▸ TEXT SECTION
★ ★ ★ ★ ★
The dosa batter ingredients include:
- Rice – 1 and ½ cups
- Urad dal or Black gram – ½ cup
- Chana dal or Bengal gram – 2 tablespoons
- Fenugreek seeds – ½ to 1 teaspoon
- Flattened rice or poha – 2 tablespoons
- Take a large pot and add urad dal, chana dal, and fenugreek seeds to it. Rinse them well three to four times. Later, add a lot of water to the pot and soak them for around 4 to 6 hours.
- In another pot, take rice and wash it three to four times. Soak it for 4 to 5 hours.
Tip: In the winter season, ensure to soak rice and lentils for more than 6 hours.
3. Before blending soaked rice and lentils, take poha and soak it in a ¼ cup of water for around 30 minutes.
Blending and Making Batter
Now that all ingredients of the dosa batter recipe are ready, let’s see how to blend all soaked ingredients.
★ ★ ★ ★ ★
▸ SUPPLIED INFORMATION
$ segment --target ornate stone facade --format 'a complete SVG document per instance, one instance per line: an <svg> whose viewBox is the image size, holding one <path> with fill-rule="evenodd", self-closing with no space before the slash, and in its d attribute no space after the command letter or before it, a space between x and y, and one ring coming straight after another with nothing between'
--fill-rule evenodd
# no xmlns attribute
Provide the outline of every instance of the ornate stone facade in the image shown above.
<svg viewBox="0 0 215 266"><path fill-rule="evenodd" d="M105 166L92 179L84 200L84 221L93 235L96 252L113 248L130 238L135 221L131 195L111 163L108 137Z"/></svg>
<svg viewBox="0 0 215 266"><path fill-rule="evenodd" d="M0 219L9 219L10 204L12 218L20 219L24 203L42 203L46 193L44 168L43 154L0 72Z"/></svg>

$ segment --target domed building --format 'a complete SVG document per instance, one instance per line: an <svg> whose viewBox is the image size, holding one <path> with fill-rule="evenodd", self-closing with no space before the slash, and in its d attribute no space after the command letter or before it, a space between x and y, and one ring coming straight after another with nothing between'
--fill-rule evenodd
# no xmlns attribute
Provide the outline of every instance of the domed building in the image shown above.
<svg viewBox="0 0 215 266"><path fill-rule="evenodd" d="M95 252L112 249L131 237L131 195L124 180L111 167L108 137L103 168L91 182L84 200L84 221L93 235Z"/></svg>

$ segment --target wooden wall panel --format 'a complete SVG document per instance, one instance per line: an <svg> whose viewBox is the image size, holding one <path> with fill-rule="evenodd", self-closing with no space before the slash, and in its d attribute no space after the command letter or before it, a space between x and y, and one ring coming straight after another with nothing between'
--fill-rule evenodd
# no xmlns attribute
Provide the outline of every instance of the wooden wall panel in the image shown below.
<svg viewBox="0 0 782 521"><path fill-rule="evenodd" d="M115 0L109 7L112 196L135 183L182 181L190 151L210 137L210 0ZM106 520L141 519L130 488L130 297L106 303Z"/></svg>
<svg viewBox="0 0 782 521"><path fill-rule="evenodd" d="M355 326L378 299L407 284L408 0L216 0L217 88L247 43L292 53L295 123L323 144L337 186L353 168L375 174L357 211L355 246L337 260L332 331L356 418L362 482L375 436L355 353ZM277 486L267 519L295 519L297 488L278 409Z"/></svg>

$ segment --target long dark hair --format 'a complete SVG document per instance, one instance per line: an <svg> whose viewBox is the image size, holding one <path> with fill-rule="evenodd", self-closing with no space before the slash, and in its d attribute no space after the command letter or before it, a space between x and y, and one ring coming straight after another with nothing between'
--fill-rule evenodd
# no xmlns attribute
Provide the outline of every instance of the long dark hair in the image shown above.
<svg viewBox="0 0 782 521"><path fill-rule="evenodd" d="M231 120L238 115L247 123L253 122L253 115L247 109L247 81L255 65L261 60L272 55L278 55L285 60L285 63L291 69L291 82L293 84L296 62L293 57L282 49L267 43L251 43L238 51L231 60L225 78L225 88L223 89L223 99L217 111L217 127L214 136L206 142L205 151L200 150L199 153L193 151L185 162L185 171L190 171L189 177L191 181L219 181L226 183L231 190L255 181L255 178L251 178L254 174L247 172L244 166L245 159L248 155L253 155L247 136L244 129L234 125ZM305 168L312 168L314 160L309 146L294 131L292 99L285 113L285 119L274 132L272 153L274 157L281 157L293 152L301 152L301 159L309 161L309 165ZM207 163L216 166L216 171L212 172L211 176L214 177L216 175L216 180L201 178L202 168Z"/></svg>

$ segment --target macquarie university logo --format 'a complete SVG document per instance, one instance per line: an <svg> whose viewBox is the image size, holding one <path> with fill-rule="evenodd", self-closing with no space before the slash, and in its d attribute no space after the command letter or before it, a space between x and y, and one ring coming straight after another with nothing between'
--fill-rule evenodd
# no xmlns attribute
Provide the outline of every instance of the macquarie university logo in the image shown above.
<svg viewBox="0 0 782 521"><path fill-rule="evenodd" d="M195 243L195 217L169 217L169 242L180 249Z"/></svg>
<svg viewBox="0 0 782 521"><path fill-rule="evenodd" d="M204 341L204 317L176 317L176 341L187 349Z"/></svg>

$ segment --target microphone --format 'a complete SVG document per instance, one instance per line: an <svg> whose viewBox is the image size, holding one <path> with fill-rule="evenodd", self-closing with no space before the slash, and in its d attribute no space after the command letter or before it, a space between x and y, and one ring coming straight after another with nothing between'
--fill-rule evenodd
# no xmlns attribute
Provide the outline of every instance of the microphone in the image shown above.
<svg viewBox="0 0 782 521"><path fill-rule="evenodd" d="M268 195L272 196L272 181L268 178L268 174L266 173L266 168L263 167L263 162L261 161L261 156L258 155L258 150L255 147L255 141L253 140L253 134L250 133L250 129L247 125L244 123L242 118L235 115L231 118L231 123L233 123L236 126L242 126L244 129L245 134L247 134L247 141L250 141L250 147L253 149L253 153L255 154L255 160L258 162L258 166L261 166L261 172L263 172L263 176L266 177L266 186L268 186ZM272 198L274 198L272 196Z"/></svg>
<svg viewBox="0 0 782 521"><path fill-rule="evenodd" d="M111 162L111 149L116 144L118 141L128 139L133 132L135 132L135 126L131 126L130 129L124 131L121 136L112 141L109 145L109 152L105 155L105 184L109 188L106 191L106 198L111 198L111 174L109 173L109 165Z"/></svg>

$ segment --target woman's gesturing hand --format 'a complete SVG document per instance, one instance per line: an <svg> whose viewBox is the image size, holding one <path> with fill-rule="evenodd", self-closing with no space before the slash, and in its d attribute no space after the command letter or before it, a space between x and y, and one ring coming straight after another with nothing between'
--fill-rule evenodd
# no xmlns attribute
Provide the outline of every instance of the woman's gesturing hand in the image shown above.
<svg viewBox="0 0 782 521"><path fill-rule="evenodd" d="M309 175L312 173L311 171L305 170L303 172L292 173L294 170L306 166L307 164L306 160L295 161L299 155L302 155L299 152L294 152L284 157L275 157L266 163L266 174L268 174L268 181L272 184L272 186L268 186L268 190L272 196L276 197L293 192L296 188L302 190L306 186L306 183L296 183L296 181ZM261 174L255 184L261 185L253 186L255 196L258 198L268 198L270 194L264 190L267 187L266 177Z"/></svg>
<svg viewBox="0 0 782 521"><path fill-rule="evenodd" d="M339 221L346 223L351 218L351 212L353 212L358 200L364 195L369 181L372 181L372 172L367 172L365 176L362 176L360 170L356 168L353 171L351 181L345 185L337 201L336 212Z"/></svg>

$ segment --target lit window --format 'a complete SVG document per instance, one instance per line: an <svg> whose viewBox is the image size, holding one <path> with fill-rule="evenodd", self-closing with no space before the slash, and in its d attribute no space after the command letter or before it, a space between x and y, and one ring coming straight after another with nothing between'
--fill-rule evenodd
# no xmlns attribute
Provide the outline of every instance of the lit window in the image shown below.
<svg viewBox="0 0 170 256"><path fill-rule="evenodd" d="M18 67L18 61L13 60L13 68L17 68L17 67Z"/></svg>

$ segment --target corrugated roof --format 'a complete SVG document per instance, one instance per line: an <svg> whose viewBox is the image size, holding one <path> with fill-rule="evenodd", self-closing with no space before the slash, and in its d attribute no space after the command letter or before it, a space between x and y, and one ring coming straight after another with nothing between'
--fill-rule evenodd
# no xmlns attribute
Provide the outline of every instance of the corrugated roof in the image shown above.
★ ★ ★ ★ ★
▸ WHAT TO WORK ON
- 1) Please repeat the part of the dosa batter text above that opens with the words containing "3. Before blending" and closes with "all soaked ingredients.".
- 2) Using the dosa batter text above, decide whether each statement agrees with it, and support each yes or no by quoting the deciding words. (a) The rice is soaked for 4 to 5 hours. (b) The poha is soaked in ½ cup of water. (c) In winter, the rice and lentils should soak for more than 6 hours.

▸ WRITTEN RESPONSES
- 1)
3. Before blending soaked rice and lentils, take poha and soak it in a ¼ cup of water for around 30 minutes.
Blending and Making Batter
Now that all ingredients of the dosa batter recipe are ready, let’s see how to blend all soaked ingredients.

- 2)
(a) Yes: "Soak it for 4 to 5 hours."
(b) No: "soak it in a ¼ cup of water for around 30 minutes."
(c) Yes: "In the winter season, ensure to soak rice and lentils for more than 6 hours."